> _REQUIRED WORK_:
Please retype the part of the entries that opens with the line containing "Point out the carved" and closes with the line containing "x=147, y=202", character for character. Copy nothing beyond those lines.

[start GIVEN RECORDS]

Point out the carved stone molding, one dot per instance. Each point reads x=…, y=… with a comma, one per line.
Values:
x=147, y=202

[end GIVEN RECORDS]
[start GIVEN RECORDS]

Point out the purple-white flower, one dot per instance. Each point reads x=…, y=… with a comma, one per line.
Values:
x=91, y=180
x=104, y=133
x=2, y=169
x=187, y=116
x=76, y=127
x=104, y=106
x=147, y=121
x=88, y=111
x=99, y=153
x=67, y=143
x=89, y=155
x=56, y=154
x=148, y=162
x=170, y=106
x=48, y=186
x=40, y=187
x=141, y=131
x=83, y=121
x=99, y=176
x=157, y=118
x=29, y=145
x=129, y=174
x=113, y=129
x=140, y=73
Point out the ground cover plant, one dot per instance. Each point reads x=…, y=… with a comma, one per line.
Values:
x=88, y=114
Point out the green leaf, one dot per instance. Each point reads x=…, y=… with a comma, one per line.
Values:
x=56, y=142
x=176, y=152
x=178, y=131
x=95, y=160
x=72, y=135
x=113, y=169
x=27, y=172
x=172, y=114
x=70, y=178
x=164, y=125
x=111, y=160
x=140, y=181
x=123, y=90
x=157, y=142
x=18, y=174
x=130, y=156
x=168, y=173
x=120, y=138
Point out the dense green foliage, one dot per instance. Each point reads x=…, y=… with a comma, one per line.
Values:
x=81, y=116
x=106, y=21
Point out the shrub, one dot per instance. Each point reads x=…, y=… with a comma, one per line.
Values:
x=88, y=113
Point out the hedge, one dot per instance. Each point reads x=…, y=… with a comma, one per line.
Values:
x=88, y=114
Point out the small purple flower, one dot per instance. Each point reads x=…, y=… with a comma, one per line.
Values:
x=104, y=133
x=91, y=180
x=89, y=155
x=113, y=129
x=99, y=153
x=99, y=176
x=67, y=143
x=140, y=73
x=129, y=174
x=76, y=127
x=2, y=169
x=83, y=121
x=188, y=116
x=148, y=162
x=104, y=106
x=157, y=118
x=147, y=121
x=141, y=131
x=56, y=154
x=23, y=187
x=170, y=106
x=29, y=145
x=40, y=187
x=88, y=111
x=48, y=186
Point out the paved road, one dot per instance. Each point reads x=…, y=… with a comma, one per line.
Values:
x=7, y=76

[end GIVEN RECORDS]

> _THE ANSWER_:
Point out the carved stone molding, one dot per instance. Each point reads x=…, y=… with a comma, one per line.
Values:
x=147, y=202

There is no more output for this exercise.